**Records provided**
>> begin
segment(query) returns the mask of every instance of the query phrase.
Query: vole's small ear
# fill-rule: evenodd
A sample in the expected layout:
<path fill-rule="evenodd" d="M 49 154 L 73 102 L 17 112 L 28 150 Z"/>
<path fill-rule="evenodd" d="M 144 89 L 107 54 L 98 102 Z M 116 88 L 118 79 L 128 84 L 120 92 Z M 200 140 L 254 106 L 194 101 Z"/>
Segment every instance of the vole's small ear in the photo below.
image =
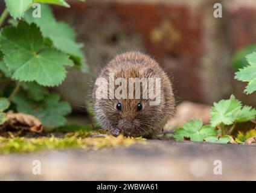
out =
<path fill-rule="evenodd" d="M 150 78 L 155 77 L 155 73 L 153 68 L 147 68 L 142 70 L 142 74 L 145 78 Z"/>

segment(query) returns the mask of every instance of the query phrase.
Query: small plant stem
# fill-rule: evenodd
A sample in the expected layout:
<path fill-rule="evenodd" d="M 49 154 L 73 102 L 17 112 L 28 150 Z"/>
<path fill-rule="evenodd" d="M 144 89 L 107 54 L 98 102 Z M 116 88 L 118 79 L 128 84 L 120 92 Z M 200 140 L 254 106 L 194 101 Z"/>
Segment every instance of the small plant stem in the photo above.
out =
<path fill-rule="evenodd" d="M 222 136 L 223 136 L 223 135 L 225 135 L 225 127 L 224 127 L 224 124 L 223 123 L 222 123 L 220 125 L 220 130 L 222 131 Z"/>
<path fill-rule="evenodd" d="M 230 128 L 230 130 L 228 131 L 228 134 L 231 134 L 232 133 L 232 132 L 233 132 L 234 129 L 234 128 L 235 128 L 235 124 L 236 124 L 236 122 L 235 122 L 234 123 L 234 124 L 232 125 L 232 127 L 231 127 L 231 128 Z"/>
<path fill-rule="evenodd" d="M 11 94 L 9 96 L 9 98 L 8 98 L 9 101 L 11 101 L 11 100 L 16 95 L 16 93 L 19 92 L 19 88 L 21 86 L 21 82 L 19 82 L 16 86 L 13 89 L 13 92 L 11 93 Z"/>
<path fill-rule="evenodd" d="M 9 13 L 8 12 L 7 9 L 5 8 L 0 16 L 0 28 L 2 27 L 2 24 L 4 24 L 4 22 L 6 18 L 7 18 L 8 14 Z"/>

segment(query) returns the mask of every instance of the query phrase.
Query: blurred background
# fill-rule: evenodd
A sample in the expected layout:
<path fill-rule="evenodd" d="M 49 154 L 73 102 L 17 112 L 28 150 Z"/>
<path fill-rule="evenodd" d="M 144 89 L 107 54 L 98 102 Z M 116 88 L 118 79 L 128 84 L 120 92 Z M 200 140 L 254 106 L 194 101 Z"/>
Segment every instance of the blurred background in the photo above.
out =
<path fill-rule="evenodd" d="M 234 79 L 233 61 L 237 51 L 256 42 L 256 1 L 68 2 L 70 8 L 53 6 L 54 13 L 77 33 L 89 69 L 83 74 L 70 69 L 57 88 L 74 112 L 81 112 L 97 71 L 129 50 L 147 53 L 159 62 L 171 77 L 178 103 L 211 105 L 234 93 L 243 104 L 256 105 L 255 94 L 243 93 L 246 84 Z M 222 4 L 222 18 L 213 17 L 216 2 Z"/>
>> end
>> begin
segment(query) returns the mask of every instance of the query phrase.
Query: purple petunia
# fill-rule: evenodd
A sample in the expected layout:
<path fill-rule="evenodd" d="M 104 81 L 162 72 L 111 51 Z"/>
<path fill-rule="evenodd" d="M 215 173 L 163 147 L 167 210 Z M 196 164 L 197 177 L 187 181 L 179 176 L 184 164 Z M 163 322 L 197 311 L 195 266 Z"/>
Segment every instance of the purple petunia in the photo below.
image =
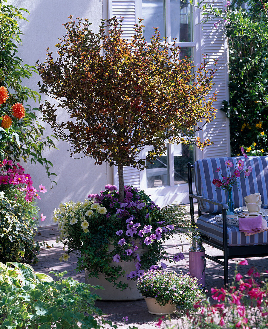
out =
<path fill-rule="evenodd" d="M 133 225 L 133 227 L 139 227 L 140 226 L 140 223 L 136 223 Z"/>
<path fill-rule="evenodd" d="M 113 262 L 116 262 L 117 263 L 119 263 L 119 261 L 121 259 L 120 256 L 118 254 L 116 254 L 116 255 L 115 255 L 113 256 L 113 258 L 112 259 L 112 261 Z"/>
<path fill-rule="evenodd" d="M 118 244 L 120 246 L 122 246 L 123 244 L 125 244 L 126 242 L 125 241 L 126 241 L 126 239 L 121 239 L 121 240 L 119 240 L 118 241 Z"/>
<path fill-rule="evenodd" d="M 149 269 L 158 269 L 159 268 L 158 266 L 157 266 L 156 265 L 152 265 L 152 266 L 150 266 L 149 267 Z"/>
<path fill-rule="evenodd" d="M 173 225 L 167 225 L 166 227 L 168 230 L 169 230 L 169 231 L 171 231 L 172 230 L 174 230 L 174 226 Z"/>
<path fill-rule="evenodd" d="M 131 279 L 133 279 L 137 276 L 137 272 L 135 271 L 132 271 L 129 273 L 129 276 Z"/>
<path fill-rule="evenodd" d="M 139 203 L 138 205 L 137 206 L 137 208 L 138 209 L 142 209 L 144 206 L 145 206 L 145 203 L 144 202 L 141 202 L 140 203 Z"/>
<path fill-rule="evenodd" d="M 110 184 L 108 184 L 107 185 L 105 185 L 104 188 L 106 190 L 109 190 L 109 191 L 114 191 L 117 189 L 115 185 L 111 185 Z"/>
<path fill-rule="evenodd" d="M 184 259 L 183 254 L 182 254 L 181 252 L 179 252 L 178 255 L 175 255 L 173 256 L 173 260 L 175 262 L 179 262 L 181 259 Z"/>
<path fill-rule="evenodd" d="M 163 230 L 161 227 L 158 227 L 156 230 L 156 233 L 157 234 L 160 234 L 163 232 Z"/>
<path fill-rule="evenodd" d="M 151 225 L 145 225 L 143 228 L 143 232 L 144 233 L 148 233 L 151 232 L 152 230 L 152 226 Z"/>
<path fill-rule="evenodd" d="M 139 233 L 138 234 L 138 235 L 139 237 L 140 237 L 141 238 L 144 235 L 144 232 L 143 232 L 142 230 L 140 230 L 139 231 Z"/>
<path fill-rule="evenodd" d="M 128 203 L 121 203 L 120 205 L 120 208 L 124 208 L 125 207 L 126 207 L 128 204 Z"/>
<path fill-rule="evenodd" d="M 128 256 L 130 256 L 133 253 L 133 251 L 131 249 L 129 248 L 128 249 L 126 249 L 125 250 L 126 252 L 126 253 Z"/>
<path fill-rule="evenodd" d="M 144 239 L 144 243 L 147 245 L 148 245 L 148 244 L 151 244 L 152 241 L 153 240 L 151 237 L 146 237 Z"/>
>> end
>> begin
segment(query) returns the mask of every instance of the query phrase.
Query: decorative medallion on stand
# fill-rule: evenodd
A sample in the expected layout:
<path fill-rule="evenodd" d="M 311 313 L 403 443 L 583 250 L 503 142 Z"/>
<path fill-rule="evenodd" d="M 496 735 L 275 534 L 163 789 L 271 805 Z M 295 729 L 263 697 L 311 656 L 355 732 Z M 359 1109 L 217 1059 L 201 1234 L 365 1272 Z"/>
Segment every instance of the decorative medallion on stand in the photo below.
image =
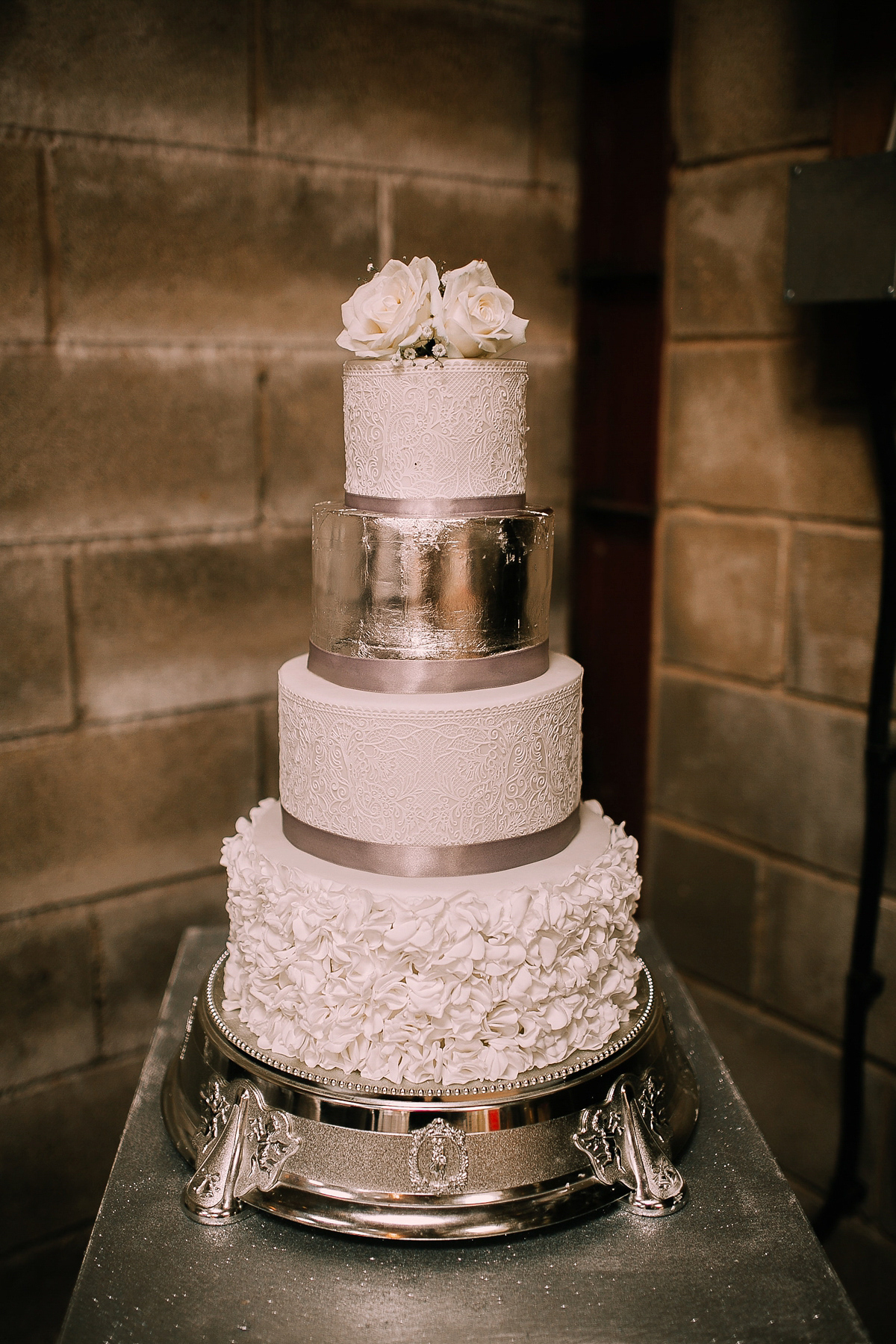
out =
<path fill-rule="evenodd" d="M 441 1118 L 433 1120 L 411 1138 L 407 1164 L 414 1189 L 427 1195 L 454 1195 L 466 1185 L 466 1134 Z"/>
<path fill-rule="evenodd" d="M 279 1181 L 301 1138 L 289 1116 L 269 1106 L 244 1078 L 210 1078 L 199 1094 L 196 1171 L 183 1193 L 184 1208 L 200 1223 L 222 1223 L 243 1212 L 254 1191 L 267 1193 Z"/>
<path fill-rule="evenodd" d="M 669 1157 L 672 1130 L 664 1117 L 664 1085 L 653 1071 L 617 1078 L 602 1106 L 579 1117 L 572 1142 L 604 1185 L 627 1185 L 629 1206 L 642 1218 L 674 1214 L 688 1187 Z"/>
>> end
**Set exercise**
Find each line of the data above that contains the string "stand", treating uppercase and lowercase as distinct, and copy those lines in full.

**Solved problem**
Query: decorative medallion on stand
Segment every instance of the decorative medallion on stand in the photo below.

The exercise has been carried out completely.